*What needs to be done*
Extract, word for word, each line from the line holding "If you could annotate the green" through the end of the records. Omit every picture.

[Material provided start]

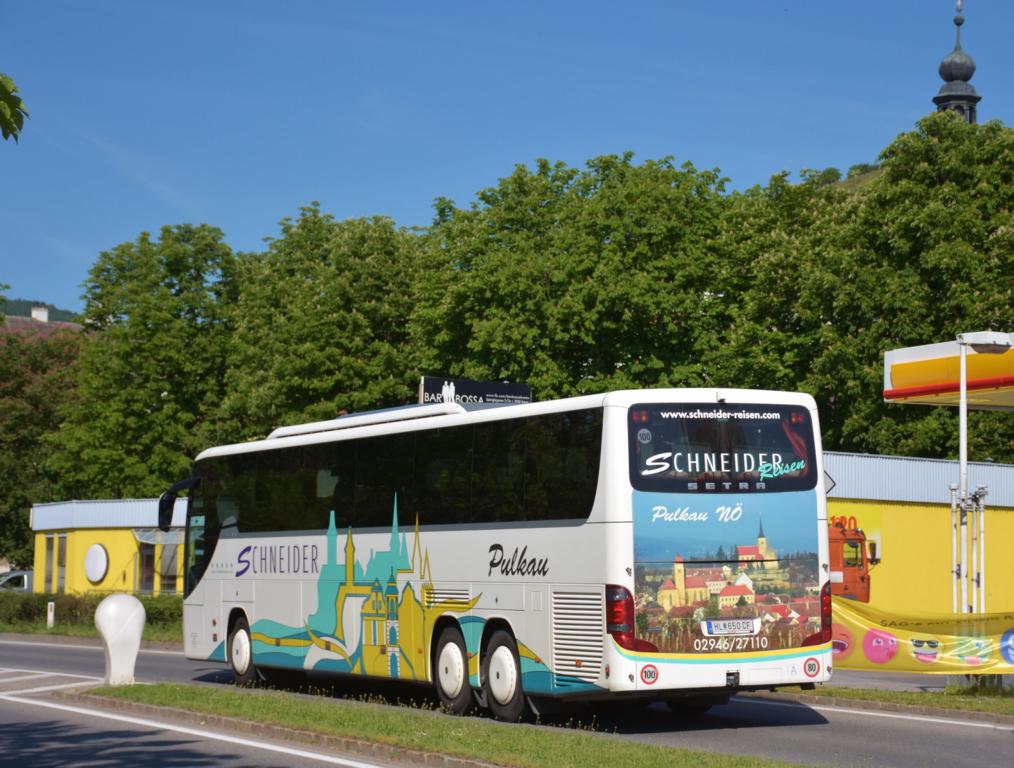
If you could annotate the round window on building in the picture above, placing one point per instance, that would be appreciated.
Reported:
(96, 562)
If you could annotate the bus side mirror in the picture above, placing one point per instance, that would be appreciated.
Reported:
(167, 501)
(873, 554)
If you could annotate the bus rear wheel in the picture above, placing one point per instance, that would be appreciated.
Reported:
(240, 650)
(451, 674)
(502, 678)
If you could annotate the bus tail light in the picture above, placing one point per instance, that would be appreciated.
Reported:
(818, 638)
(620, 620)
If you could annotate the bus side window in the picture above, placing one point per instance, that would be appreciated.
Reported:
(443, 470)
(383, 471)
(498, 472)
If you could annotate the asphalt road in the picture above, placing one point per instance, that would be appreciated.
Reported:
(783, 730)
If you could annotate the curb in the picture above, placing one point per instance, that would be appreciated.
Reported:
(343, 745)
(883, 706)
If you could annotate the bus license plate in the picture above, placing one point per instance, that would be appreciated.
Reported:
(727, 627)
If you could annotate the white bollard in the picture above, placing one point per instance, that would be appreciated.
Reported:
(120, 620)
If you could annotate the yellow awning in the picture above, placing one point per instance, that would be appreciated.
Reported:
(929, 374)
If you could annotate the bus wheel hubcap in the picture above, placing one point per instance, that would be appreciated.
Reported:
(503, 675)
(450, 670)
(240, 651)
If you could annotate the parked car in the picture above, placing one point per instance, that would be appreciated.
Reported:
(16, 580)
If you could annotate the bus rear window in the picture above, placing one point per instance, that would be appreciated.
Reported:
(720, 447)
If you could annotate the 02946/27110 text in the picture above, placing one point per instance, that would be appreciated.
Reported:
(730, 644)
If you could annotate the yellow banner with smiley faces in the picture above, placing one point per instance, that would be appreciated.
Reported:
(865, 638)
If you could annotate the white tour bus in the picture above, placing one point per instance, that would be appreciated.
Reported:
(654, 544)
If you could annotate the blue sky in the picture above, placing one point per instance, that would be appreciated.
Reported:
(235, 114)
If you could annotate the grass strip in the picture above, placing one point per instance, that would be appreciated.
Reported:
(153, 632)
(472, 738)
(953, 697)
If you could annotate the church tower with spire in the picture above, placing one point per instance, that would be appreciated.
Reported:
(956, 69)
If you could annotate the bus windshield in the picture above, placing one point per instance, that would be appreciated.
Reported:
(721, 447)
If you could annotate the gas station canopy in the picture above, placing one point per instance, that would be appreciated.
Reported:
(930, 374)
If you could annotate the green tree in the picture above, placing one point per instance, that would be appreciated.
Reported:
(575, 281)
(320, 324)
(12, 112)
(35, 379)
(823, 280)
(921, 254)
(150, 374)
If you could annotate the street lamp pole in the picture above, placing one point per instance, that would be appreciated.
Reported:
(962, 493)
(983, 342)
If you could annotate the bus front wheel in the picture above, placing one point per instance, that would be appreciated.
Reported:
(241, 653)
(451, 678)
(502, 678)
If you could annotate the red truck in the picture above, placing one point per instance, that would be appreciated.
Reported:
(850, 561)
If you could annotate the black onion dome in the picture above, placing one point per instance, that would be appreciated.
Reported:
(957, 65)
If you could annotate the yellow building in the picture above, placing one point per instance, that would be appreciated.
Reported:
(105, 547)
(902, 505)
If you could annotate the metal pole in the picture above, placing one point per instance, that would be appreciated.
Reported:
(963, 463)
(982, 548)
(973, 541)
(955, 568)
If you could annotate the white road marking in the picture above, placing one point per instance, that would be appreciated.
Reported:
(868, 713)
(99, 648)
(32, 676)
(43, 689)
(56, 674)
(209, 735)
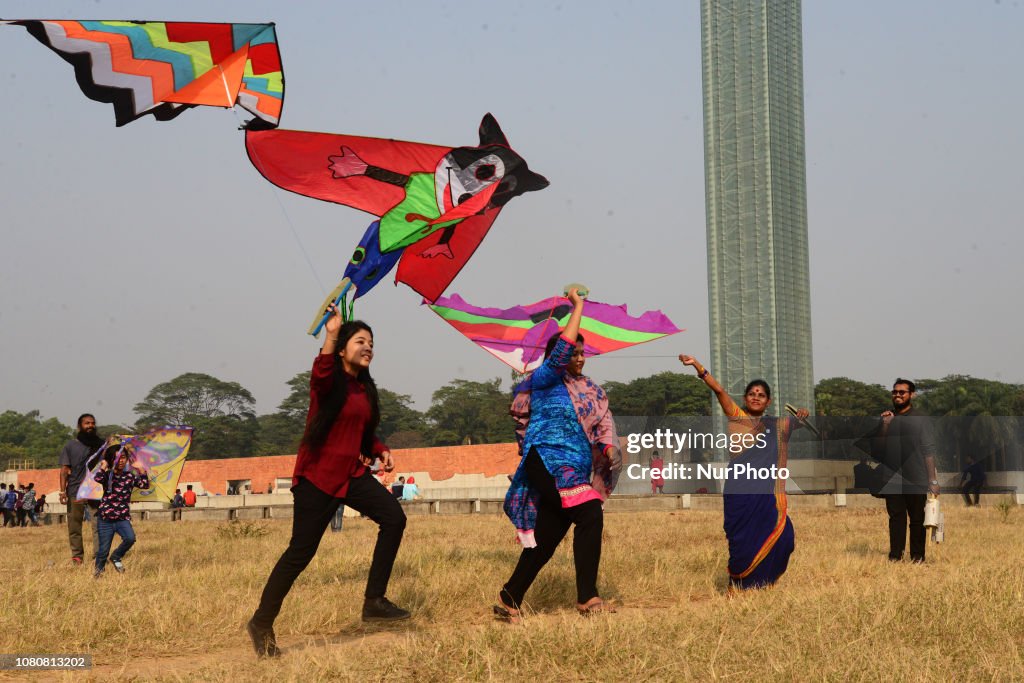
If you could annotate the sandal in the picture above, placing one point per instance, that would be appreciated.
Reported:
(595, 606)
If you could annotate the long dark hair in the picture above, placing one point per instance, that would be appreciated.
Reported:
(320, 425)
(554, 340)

[Material provided end]

*Response to the task*
If you could annotate the green tree in the picture above, placing one point per instance, that would be appreciated.
Reported:
(575, 281)
(320, 324)
(12, 112)
(35, 379)
(823, 280)
(921, 254)
(150, 374)
If you could annotate the street lamp pole in the picture above, placing one point per instance, that would be appreciated.
Reported:
(962, 493)
(983, 342)
If you could annotate the bus front wheel in the picture above, placing one point per instance, that would be appreciated.
Reported:
(241, 653)
(451, 678)
(502, 678)
If you could annotate the red truck in the picture above, placing one point per instance, that would be appreciated.
Reported:
(850, 561)
If you could annotate the black onion dome in the picture above, placing one point per instance, that would be appreciated.
Reported:
(957, 65)
If you could annotate the yellow building in the picture above, placing one point per instance, that would be appreciated.
Reported:
(105, 547)
(902, 505)
If you could annotate the metal pole in the picture above, placing one point per instance, that would be appreciated.
Reported:
(963, 463)
(982, 548)
(973, 541)
(955, 568)
If you could annotate the white road marking in the picture above, placing one point per instance, that would be appreciated.
Reported:
(868, 713)
(99, 648)
(32, 676)
(43, 689)
(56, 674)
(209, 735)
If you could annotate the sandal in the picture above, placing one point per instance, that would be appreciated.
Reported:
(595, 606)
If you could annotate the long dark hair in the picture above, placing one point per instance, that would be appreciated.
Reported:
(320, 425)
(554, 340)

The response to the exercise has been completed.